(SUPPLIED DATA)

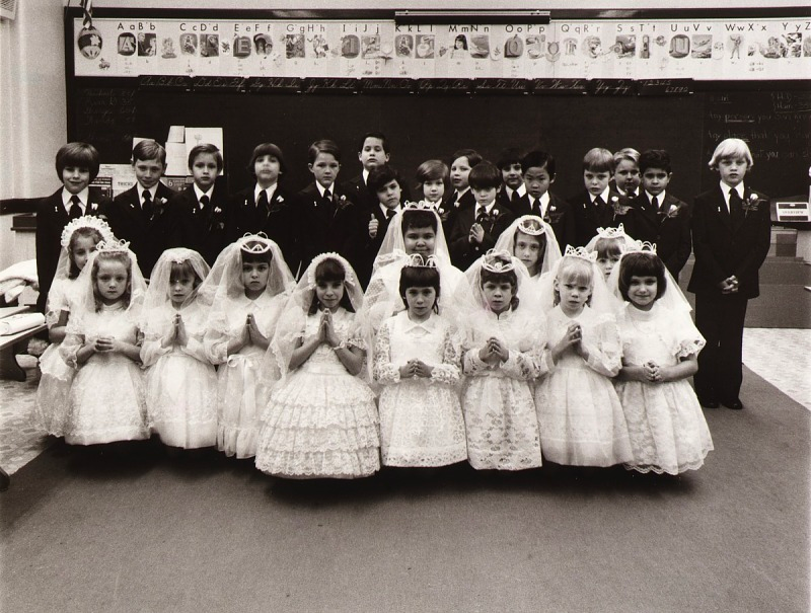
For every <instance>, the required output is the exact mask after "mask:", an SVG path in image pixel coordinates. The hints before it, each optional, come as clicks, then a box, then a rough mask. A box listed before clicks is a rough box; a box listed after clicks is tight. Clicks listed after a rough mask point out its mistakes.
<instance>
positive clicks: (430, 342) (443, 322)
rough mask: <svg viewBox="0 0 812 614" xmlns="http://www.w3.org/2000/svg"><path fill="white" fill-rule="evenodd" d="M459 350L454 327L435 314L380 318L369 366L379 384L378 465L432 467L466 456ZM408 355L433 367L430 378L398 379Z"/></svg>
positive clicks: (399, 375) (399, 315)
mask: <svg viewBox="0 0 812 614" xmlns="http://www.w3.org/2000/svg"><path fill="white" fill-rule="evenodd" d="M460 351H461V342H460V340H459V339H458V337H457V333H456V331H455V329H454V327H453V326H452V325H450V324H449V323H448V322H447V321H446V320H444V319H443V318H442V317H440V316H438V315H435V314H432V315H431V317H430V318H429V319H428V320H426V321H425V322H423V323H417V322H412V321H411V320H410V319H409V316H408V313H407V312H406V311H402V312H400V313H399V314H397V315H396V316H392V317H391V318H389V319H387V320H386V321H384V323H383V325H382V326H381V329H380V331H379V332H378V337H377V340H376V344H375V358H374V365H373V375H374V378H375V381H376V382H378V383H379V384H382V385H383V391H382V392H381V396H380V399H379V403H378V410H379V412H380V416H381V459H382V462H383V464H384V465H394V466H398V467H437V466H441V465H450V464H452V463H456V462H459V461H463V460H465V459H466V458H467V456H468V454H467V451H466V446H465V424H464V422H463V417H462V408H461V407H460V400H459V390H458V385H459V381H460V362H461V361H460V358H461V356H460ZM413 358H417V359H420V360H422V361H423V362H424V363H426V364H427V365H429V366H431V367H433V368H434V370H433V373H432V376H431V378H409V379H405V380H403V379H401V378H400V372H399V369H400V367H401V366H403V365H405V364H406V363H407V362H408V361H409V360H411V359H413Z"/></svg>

(End SUPPLIED DATA)
(SUPPLIED DATA)

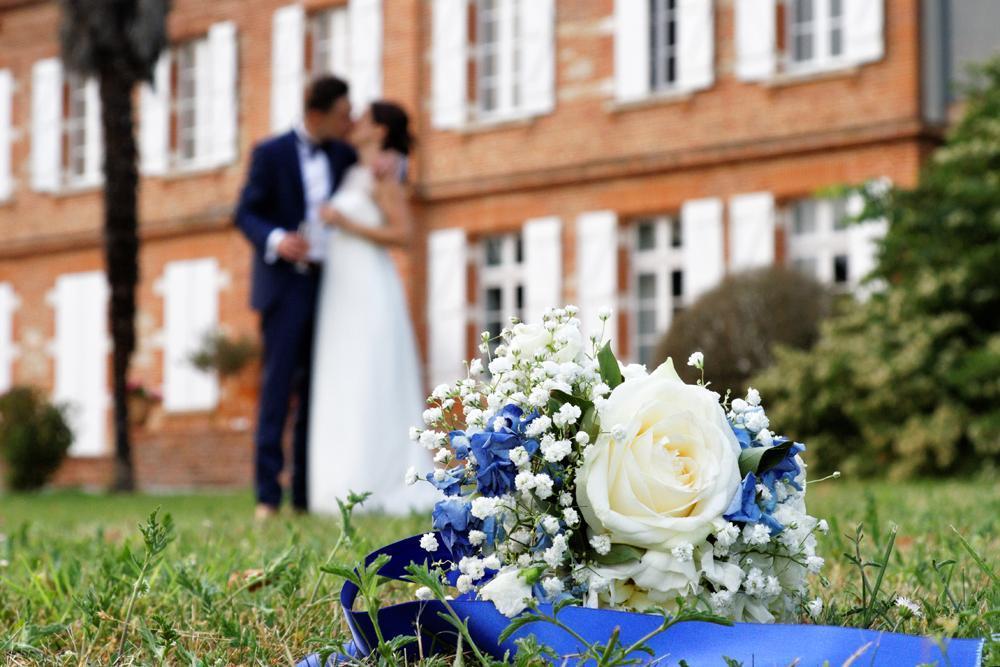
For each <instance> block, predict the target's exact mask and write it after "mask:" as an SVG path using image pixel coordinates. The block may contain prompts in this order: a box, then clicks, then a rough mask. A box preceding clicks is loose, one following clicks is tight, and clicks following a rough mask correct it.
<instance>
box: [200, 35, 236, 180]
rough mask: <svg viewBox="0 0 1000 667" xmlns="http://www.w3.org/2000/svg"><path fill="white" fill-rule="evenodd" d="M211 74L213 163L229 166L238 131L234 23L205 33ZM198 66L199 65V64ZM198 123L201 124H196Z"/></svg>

(End SUPPLIED DATA)

* TASK PROMPT
Recast the listing lines as a Markdown table with the columns Row and Line Text, covering everything from the line containing "For every <instance>, the" down to the line containing "350L454 327L435 314L380", both included. Number the rows in order and skip any blank lines.

* RESULT OF THIS EXERCISE
| Row | Line Text |
|---|---|
| 1 | For every <instance>, the required output is the exact mask after "mask:", an SVG path in image pixel coordinates. The hints before it, each optional, come as clicks, then a box, then a rough mask. A box listed before clicks is a rough box; a box listed after clicks is tight. Clicks listed after a rough mask point out its mistakes. |
| 2 | <instance> |
| 3 | positive clicks: (430, 342) (443, 322) |
| 4 | rough mask: <svg viewBox="0 0 812 614" xmlns="http://www.w3.org/2000/svg"><path fill="white" fill-rule="evenodd" d="M459 350L454 327L435 314L380 318L369 366L379 384L378 465L432 467L466 456ZM408 355L433 367L430 378L398 379Z"/></svg> |